Most believe she was rejected by her fellow Samaritans because of her lifestyle.
She came alone and at an usual time.
She woke of thirsty, just like every morning. She needed water, but she didn’t want the stares and the judgement that seemed to go with her.
When she gets to the well, a tired and sweaty Jewish man asks her to get him a drink.
She didn’t expect that, men didn’t talk to women like that unless it was their wife.
Plus, Jewish people didn’t talk to Samaritans, especially not requesting a cup of water.
Who was this guy.
When she woke up that morning, she did not expect her life to be transformed.
She didn’t expect to meet someone who would redefine her existence.
When you walked in here today or click this video, you might not have expected to be confronted with a message that challenges you to rethink the motives and desires that drive your life. That call into question the hopes and plans you really think are eventually going to satisfy the thirst you have every day.
The woman at the well didn’t plan to meet Jesus that day, but, praise be to God that Jesus did plan to meet her.

Jesus BREAKS down BARRIERS to belief. (4:9-15)

The first barrier to her understanding who Jesus is was the divide between the Jews and Samaritans.
She is taken back by the fact that Jesus is even talking to her, let alone asking her to get Him water.
Who is this guy? He is different than any other Jew I have ever met.
Jesus’s answer pushes against her barrier.
“If you really knew who I was, you wouldn’ be asking that question, you would be asking for living water.”
If she really knew her bible, if she just knew the promises from God that are in there for her and anyone else who trusts in Christ, then she would be asking for water that would totally satisfy her thirsts.
The second barrier is her rational/analytical understanding of the world.
Jesus doesn’t have a bucket first off. How are you going to give me water if you don’t have a bucket.
Secondly though, Jacob’s Well was known to have the best water around, and here you are offering some kind of better water. Who do you think you are dude?
Jesus’s answer pushes against her rational arguments.
John 4:13–14 ESV
13 Jesus said to her, “Everyone who drinks of this water will be thirsty again, 14 but whoever drinks of the water that I will give him will never be thirsty again. The water that I will give him will become in him a spring of water welling up to eternal life.”
He isn’t talking about H2O anymore lady, He is talking about the thirst you feel in your soul.
She knew she was thirsty, just like everyone of us know when we are thirsty.
She went to the well because she was thirsty.
But her thirst shows up in more than her desire for water.
Actually, her desire for water only points to the physical side of a much deeper reality.
We are all thirsty for something that will satisfy us fully and completely.
It is why we work so hard to get more money in our bank accounts.
It is why we buy toys and stuff that we can’t afford because we really think this new thing is really going to be THE thing that satisfies us.
It is why we leave our wives or husbands because we have found someone new who will satisfy us more than our spouse.
It is why we look at those websites, drink more whisky, buy more drugs, binge more shows, play more games, and look for ways to escape, because we are THIRSTY!!
··········
In the passage about the woman at the well, what is the second barrier to her belief? The listing comes from a different source.
··········
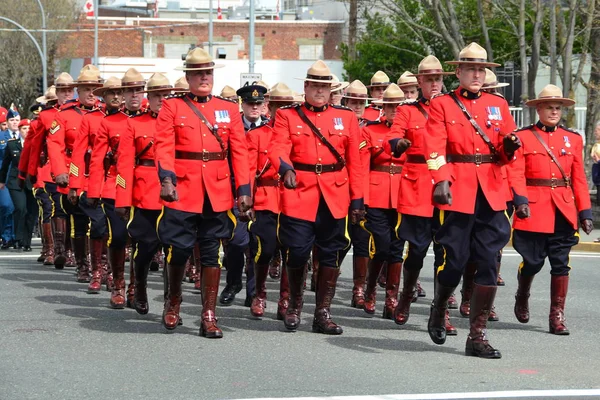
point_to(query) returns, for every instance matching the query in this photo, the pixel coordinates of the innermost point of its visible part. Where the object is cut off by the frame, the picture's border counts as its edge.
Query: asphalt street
(58, 342)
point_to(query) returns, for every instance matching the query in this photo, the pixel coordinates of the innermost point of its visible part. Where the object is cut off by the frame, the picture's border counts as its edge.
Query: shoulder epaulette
··········
▸ The completed task: Her rational/analytical understanding of the world.